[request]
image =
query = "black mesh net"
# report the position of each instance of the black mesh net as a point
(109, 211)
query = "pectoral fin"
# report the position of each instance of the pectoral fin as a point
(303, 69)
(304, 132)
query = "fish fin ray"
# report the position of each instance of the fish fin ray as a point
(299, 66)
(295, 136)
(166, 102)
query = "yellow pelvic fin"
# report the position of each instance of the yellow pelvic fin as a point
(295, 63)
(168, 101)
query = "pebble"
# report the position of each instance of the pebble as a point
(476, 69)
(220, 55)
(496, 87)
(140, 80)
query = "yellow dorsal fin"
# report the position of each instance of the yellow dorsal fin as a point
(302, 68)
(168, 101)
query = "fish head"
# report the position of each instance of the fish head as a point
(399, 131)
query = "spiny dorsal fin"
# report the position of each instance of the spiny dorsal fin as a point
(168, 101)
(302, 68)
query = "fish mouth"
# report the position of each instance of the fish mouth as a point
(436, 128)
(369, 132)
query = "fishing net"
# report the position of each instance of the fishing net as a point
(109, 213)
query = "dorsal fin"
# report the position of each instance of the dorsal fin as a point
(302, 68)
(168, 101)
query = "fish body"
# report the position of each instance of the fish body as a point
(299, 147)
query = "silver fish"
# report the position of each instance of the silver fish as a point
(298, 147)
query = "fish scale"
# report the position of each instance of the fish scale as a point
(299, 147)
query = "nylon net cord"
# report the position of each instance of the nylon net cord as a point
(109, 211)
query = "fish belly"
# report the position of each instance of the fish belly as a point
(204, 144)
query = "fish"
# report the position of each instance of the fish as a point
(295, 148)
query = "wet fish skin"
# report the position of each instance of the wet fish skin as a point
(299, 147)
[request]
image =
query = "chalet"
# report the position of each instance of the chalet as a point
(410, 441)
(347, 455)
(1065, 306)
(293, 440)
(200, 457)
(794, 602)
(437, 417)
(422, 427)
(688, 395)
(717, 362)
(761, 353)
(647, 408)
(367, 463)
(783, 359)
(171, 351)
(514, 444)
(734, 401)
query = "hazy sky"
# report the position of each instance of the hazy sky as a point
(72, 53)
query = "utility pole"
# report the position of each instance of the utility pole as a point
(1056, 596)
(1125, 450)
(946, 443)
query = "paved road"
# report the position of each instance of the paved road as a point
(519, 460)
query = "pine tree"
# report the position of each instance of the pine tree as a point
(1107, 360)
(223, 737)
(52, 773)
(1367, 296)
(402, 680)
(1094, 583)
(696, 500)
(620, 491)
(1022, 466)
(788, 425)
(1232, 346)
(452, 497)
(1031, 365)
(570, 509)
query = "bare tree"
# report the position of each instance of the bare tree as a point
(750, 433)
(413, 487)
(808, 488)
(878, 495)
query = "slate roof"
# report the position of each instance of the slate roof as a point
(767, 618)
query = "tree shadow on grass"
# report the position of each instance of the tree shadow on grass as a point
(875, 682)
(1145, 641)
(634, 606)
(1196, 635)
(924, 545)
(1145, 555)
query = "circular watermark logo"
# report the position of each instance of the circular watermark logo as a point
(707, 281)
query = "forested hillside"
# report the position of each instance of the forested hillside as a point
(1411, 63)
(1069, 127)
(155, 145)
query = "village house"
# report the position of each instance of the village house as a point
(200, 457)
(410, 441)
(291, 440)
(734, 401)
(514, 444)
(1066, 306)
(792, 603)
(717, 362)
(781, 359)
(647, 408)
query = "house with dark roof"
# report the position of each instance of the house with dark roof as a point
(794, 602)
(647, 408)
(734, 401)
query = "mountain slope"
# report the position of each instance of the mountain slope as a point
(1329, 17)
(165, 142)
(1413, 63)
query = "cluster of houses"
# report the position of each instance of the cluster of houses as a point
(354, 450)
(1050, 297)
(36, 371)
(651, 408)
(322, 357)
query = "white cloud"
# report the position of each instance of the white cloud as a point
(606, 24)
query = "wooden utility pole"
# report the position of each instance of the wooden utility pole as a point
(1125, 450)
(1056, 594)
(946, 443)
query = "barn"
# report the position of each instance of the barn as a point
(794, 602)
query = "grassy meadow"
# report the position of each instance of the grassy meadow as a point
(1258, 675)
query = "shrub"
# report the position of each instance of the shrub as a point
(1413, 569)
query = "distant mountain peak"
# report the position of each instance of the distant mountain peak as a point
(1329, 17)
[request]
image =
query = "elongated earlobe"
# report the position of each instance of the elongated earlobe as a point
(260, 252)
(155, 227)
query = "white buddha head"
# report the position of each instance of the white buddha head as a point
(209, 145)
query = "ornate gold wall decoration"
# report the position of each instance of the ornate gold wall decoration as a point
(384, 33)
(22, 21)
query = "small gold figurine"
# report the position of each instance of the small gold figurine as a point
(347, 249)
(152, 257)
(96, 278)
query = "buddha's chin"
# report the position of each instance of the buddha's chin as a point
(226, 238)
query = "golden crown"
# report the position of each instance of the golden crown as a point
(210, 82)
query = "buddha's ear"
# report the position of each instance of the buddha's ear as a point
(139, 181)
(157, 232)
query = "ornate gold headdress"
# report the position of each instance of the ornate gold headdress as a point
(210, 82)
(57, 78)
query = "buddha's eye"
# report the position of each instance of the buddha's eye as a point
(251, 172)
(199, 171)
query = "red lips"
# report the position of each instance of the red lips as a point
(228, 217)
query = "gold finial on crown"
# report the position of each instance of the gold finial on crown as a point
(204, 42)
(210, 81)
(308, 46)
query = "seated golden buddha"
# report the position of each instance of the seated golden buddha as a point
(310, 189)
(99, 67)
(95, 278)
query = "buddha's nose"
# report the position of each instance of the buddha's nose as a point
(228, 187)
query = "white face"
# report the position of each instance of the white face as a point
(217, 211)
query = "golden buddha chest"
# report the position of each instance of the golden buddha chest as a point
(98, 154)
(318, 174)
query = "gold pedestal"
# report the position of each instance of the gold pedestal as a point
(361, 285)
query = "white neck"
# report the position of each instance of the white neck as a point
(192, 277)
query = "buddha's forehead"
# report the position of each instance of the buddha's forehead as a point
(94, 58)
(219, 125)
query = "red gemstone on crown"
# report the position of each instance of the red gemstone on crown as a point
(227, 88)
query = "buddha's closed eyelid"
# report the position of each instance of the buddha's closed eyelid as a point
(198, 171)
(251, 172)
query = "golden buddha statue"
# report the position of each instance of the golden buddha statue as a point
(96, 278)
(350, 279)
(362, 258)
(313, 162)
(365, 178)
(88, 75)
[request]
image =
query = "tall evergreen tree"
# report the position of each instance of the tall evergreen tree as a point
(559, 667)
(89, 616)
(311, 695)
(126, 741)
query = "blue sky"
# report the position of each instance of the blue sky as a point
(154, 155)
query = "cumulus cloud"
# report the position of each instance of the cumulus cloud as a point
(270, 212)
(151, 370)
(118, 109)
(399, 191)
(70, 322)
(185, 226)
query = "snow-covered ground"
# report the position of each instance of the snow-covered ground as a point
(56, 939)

= = = = =

• Work to do: Retype the whole listing above exactly.

• Answer to this problem:
[request]
image =
query = "black mesh net"
# report the position of each instance of the black mesh net as a point
(109, 211)
query = "pectoral fin"
# report the position of each instance of the pectoral fin as a point
(303, 69)
(304, 132)
query = "fish fin ray"
# report the position of each instance of the fish fin ray as a point
(299, 66)
(295, 136)
(166, 102)
query = "yellow pelvic fin"
# report the position of each instance of the yellow pelvic fin as a point
(295, 63)
(168, 101)
query = "pebble"
# report the position of each instance of the pebble as a point
(476, 69)
(220, 55)
(496, 87)
(140, 80)
query = "yellow dorsal fin"
# report the position of each instance of the yellow dorsal fin as a point
(302, 68)
(168, 101)
query = "fish head"
# report the position of each instance of the fish head as a point
(399, 131)
query = "spiny dorsal fin"
# report the position of each instance of the spiny dorsal fin as a point
(168, 101)
(302, 68)
query = "fish mouth"
# report the position of each instance of the fish mouth as a point
(436, 128)
(369, 132)
query = "fishing net"
# report the position of each instance of the fishing net as a point
(109, 213)
query = "dorsal fin"
# report the position of each instance of the dorsal fin as a point
(302, 68)
(168, 101)
query = "fish body"
# report the position of each instance of the fish body as a point
(299, 147)
query = "silver fish"
# report the position of each instance of the silver fish as a point
(298, 147)
query = "fish scale"
# report the position of each instance of the fish scale as a point
(299, 147)
query = "nylon net cord"
# report the position of each instance of the nylon net cord as a point
(109, 211)
query = "fish belly"
# report the position of each instance of the fish belly as a point
(204, 144)
query = "fish"
# report the position of each instance of the fish as a point
(295, 148)
query = "wet fish skin"
# report the position of each instance of the wet fish skin as a point
(299, 147)
[request]
image =
query = "chalet"
# report the position of each instance of the chalet as a point
(410, 441)
(347, 455)
(1065, 306)
(293, 440)
(200, 457)
(794, 602)
(437, 417)
(422, 427)
(688, 395)
(717, 362)
(761, 353)
(647, 408)
(367, 463)
(783, 359)
(171, 351)
(514, 444)
(734, 401)
query = "hazy sky"
# report the position of each instance of the hazy sky as a point
(72, 53)
query = "utility pole"
# report the position of each instance of the utility pole as a point
(1056, 596)
(1125, 450)
(946, 443)
query = "paved road"
# report the position of each instance of the paved road as a point
(519, 460)
query = "pine tree"
# report the position of each instance of the pine tree as a point
(1107, 360)
(223, 737)
(52, 773)
(1367, 296)
(402, 680)
(1094, 583)
(696, 500)
(620, 491)
(1022, 466)
(788, 425)
(1232, 346)
(452, 497)
(1031, 365)
(570, 509)
query = "bare tree"
# report the position of each instance of the bare tree as a point
(750, 433)
(413, 487)
(808, 488)
(878, 495)
query = "slate roof"
# report the position of each instance of the slate roof as a point
(767, 618)
query = "tree shadow on grass"
# report the position of each instance of the tree shadow on grass as a point
(875, 682)
(1145, 641)
(634, 606)
(1196, 635)
(924, 545)
(1145, 555)
query = "circular watermark logo"
# report the position of each instance of the circular watermark logo as a point
(707, 281)
query = "forested hillside"
# report the position of each instance of the forested hillside as a point
(1411, 63)
(1069, 127)
(155, 145)
query = "village house"
# report the position of each instance of the village house as a point
(200, 457)
(410, 441)
(291, 440)
(734, 401)
(514, 444)
(1066, 306)
(792, 603)
(717, 362)
(781, 359)
(647, 408)
query = "house with dark roof"
# report the position of each instance of the house with dark roof as a point
(794, 602)
(647, 408)
(734, 401)
query = "mountain slope"
# report the position of each instance of the mountain slope as a point
(1329, 17)
(165, 142)
(1413, 63)
query = "cluster of houses"
# report the position of each instance of the cluster of houses as a point
(354, 450)
(1050, 297)
(36, 371)
(651, 408)
(322, 357)
query = "white cloud"
# report the position of each instance of the white cloud as a point
(606, 24)
query = "wooden utility pole"
# report the position of each instance of the wooden utility pole as a point
(1125, 450)
(1056, 594)
(946, 443)
query = "barn"
# report the position of each instance of the barn as a point
(794, 602)
query = "grassy meadow"
# report the position of each instance of the grassy meadow as a point
(1258, 675)
query = "shrub"
# report the position of each instance of the shrub as a point
(1413, 569)
query = "distant mountain peak"
# report the position of each instance of the distant mountain peak as a point
(1329, 17)
[request]
image =
query = "elongated earlobe"
# report the position of each instance of the elongated earlobe as a point
(260, 252)
(155, 227)
query = "white buddha head"
# report the position of each instance of the white buddha head as a point
(209, 145)
query = "ornate gold wall decoration"
# report the position of each instance of the ornate gold wall decoration as a point
(384, 33)
(22, 21)
query = "small gold figurine"
# report the position of each instance of the small gold figurine as a point
(347, 249)
(152, 257)
(96, 278)
query = "buddha's chin"
# report the position of each instance of the buddha's chin as a point
(226, 238)
query = "golden crown"
# report the position of each instance of the golden crown as a point
(210, 82)
query = "buddha's ear"
# report the position of each instance of the buddha's ear as a point
(139, 181)
(157, 232)
query = "ornate gold headdress"
# report the position of each instance of the ornate gold headdress as a point
(210, 82)
(57, 78)
query = "buddha's eye"
# report the position of each instance of the buddha's eye as a point
(251, 172)
(199, 171)
query = "red lips"
# report the position of each instance of the red lips as a point
(228, 217)
query = "gold finial on crown"
# report the position of each instance of the gold finial on crown as a point
(204, 42)
(210, 81)
(308, 46)
query = "seated golden buddha"
# report the position of each instance of the seated golden buddha as a point
(310, 189)
(99, 67)
(95, 278)
query = "buddha's nose"
# report the position of each instance of the buddha's nose as a point
(228, 187)
query = "white face"
# report the position of each instance of the white face as a point
(217, 211)
query = "golden buddha chest"
# report the position of each instance of the golden buddha chest as a point
(98, 154)
(318, 174)
query = "gold pedestal"
# report the position of each instance of the gold pedestal as a point
(361, 285)
query = "white neck"
# report the position of each instance of the white neck as a point
(192, 277)
query = "buddha's forehead"
# report the position of each instance of the buddha's forehead as a point
(94, 58)
(219, 125)
query = "red gemstone on crown"
# report the position of each instance of the red gemstone on crown as a point
(227, 88)
query = "buddha's closed eyelid"
# report the position of each instance of the buddha's closed eyelid as a point
(198, 171)
(251, 172)
query = "golden buddha statue"
# report the position of each instance of the golden buddha statue as a point
(96, 278)
(350, 279)
(362, 258)
(313, 162)
(365, 178)
(88, 75)
[request]
image =
query = "tall evergreen tree"
# report the position of each instance of the tall evergreen tree as a point
(559, 667)
(89, 616)
(311, 695)
(126, 741)
query = "blue sky"
# report the position of each instance of the blue sky as a point
(154, 155)
query = "cumulus cloud"
# report the position of each instance of the cumulus cloud as a point
(270, 212)
(151, 370)
(118, 109)
(399, 191)
(70, 322)
(185, 226)
query = "snow-covered ground"
# report the position of each instance of the snow-covered ground as a point
(56, 939)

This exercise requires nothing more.